Task input:
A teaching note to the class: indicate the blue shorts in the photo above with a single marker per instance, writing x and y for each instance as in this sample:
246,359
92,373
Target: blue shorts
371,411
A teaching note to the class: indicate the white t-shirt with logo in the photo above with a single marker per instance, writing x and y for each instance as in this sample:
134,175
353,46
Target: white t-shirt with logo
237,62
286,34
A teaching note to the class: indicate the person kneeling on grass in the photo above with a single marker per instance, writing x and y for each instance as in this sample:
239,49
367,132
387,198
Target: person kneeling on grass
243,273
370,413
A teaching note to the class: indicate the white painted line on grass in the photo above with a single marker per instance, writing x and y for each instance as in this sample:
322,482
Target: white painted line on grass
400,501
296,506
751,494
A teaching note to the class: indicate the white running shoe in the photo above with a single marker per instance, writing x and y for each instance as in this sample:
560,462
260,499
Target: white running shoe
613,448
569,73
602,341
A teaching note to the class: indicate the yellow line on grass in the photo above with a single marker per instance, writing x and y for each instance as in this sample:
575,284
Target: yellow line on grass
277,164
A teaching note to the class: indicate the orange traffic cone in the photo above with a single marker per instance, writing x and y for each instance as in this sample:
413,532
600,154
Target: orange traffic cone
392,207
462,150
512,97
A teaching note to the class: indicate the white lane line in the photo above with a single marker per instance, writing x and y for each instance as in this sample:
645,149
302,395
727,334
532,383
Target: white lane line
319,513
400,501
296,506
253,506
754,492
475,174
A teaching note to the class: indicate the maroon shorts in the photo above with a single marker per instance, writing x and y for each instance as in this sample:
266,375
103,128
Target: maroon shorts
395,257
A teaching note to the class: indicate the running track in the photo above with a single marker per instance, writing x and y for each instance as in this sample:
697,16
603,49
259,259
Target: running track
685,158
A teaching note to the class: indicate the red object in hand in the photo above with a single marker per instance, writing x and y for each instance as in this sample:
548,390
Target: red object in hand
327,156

Exercise details:
Your task is to give the records above again, exactly.

Solution to the exercise:
A teaching note to the class: indicate the blue shorts in the photo above with a single marker per instance, writing x and y for each instance as in this sample:
246,359
92,373
Target: blue shorts
371,411
A teaching note to the class: indicate the white t-shirt with logo in the photo above with a single marker per instance, writing x and y for each instance as in this sample:
134,175
353,46
Target: white t-shirt with logo
237,62
286,34
A teaching note to the class: indicate the person kneeling on grass in the photo above with a single marker per instance, writing x and y for each instance as in this sample:
239,49
367,132
387,198
Target: person kneeling on grass
243,273
370,413
A teaching note to the class: indicate the white painted line on grass in the photo above with a single marker per instance, writing x and y for each instance as in this sample:
322,482
Target: white painted line on grass
400,501
296,506
751,494
A teaching note to the class: indicate the white running shoe in the photo above with a single marker per instance, writing x and y for each instance as in this sample:
560,462
260,499
Target: white running shoe
613,448
569,73
602,341
A teaching note to the class: indicate the yellow line on grass in the photo above with a single marker per instance, writing x and y for each instance as in this sample:
575,284
Target: yellow line on grass
277,164
A teaching note to the class: indicate the orange traffic cone in the photo above with a single marker per instance, writing x and y for each instance as in this sample:
413,532
600,154
Target: orange traffic cone
392,207
462,150
512,97
A teaching note to the class: indicate the white lane line in the photo above with a single marker per instance, writing x and y for each instance as in this sample:
645,149
302,395
727,334
532,383
Target: white lane line
319,513
400,501
296,506
253,506
754,492
475,174
A teaching note to the class: indicate the maroon shorts in the photo above with a single marker per instance, writing x and y for each instance as in this sample:
266,375
103,128
Target: maroon shorts
395,257
A teaching note to the class: indicate the running track in the photo above with a single marker per instance, writing x and y for each instance as in this sample:
697,16
603,49
259,259
Target: running track
685,158
A teaching note to the class: indicate the red object in hand in the photo above with a single marker per instance, writing x and y for each instance as in this sample:
548,390
Target: red object in hand
327,156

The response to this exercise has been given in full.